Among the entries below, copy every line that carries the word "wave".
::::
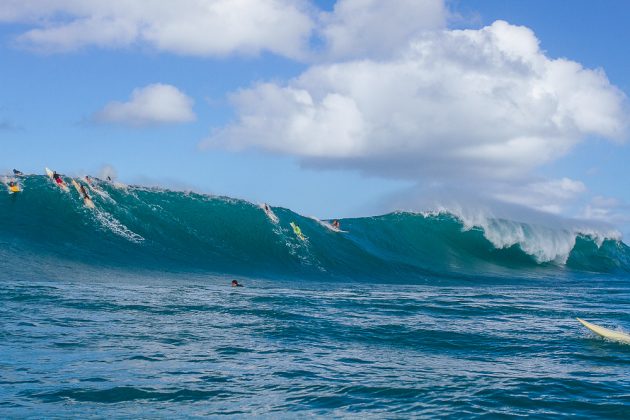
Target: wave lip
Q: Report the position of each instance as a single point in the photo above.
(152, 228)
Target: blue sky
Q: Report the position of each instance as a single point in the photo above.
(334, 106)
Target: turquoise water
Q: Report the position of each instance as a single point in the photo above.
(127, 311)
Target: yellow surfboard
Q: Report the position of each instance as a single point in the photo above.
(606, 333)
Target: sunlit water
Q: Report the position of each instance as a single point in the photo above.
(124, 344)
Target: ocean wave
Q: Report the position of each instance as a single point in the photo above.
(153, 228)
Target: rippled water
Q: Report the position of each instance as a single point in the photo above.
(126, 344)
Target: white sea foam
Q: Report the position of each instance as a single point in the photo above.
(110, 222)
(549, 240)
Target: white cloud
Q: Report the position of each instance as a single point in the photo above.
(153, 104)
(486, 103)
(190, 27)
(376, 28)
(607, 209)
(551, 196)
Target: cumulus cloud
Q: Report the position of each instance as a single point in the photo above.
(550, 196)
(486, 103)
(153, 104)
(607, 209)
(376, 28)
(189, 27)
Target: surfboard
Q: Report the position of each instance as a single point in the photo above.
(270, 214)
(606, 333)
(63, 185)
(297, 231)
(12, 189)
(95, 189)
(86, 200)
(333, 228)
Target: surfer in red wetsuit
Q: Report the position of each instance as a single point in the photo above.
(57, 178)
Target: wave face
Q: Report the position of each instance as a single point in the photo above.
(142, 228)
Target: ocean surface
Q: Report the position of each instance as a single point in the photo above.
(126, 310)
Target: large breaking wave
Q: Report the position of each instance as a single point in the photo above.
(156, 229)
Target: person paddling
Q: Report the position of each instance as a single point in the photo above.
(57, 178)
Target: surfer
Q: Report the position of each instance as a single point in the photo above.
(13, 186)
(84, 193)
(57, 178)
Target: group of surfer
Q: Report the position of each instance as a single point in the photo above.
(15, 187)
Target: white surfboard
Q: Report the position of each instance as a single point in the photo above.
(86, 200)
(12, 190)
(270, 214)
(63, 185)
(606, 333)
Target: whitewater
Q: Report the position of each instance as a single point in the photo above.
(126, 310)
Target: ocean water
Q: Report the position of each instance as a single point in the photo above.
(127, 311)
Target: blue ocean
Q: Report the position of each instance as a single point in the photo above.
(126, 310)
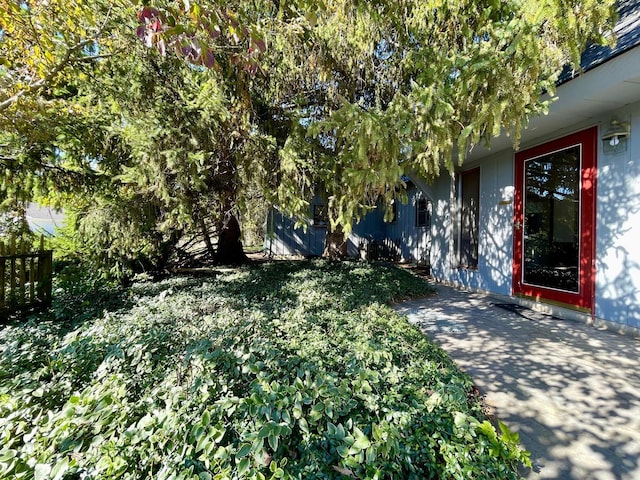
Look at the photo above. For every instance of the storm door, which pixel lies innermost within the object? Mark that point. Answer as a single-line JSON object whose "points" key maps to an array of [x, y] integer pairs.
{"points": [[553, 223]]}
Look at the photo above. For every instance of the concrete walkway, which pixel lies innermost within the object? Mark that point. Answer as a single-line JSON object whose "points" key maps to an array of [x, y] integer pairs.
{"points": [[570, 390]]}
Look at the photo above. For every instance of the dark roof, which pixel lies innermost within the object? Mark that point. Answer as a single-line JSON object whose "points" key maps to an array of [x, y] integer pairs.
{"points": [[627, 31]]}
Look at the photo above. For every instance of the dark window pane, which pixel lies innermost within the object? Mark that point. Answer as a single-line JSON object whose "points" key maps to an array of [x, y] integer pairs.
{"points": [[469, 218], [551, 222]]}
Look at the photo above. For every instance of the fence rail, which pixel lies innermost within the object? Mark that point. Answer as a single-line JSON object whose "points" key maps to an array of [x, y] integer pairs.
{"points": [[25, 277]]}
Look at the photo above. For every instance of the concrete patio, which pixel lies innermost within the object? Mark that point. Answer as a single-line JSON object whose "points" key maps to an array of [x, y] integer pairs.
{"points": [[571, 391]]}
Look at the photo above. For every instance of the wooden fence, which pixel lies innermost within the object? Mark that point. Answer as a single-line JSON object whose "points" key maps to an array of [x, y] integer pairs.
{"points": [[25, 277]]}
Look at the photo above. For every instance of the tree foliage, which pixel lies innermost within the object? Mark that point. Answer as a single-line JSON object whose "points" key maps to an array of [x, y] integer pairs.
{"points": [[340, 98], [385, 88]]}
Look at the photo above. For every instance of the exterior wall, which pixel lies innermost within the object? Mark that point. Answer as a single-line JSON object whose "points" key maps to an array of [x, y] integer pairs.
{"points": [[401, 238], [618, 228], [495, 251], [617, 256]]}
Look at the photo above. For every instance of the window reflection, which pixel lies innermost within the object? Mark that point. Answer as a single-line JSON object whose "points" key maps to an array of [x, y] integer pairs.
{"points": [[551, 223]]}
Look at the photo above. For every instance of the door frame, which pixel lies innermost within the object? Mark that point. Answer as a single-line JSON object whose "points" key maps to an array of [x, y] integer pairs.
{"points": [[583, 300]]}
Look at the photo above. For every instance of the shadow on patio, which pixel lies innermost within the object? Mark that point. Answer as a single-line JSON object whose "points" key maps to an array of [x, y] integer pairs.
{"points": [[570, 390]]}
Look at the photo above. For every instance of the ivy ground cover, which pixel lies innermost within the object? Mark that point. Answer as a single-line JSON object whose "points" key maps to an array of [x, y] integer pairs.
{"points": [[282, 370]]}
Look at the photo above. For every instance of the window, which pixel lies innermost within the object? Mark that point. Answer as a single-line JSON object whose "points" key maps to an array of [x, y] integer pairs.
{"points": [[423, 212], [394, 212], [320, 216], [468, 218]]}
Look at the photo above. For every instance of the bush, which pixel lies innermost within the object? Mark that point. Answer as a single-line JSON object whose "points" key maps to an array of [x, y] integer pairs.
{"points": [[287, 370]]}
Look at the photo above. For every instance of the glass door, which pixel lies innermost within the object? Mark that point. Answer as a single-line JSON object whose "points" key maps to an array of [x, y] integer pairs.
{"points": [[553, 223]]}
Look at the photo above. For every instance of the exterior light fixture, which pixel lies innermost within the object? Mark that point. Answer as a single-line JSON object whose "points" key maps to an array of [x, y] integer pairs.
{"points": [[614, 140]]}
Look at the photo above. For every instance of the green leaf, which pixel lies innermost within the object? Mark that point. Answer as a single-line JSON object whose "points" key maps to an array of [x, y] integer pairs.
{"points": [[41, 471], [243, 467], [244, 450], [273, 442]]}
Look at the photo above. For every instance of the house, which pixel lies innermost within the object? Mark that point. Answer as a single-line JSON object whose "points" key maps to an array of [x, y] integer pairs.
{"points": [[555, 225], [44, 219]]}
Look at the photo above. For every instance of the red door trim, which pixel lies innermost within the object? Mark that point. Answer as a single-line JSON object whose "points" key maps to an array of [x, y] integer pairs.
{"points": [[582, 300]]}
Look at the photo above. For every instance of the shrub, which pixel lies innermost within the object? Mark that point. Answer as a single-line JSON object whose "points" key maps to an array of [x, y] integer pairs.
{"points": [[287, 370]]}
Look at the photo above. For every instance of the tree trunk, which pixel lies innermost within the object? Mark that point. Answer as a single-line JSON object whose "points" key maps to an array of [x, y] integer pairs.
{"points": [[335, 244], [230, 250]]}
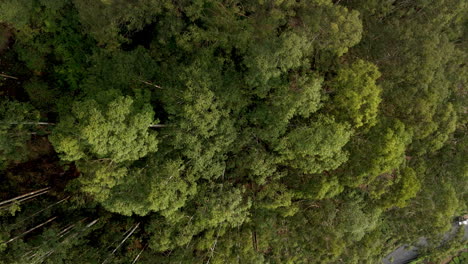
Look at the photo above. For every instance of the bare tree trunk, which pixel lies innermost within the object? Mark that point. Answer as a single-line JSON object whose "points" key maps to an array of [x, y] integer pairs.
{"points": [[8, 76], [38, 212], [151, 84], [138, 256], [24, 195], [30, 230], [121, 243], [30, 123], [157, 126]]}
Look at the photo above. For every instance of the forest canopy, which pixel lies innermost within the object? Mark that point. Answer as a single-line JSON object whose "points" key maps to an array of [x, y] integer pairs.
{"points": [[231, 131]]}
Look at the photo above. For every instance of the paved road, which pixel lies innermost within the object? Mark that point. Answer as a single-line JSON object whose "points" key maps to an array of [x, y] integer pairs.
{"points": [[405, 253]]}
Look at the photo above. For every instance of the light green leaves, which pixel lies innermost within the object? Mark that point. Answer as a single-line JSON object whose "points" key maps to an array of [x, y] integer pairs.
{"points": [[117, 130]]}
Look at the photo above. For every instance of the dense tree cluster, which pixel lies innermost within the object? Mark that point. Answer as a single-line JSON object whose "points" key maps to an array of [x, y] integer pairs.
{"points": [[208, 131]]}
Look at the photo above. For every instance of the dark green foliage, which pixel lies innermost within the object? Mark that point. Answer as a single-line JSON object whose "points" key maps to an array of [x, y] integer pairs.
{"points": [[207, 131], [17, 121]]}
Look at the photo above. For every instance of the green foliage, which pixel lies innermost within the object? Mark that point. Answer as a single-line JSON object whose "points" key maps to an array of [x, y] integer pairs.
{"points": [[17, 120], [116, 129], [239, 131], [356, 97], [316, 147]]}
::::
FINISHED TASK:
Target: wave lip
Target: ocean wave
Target: wave face
Target: large breaking wave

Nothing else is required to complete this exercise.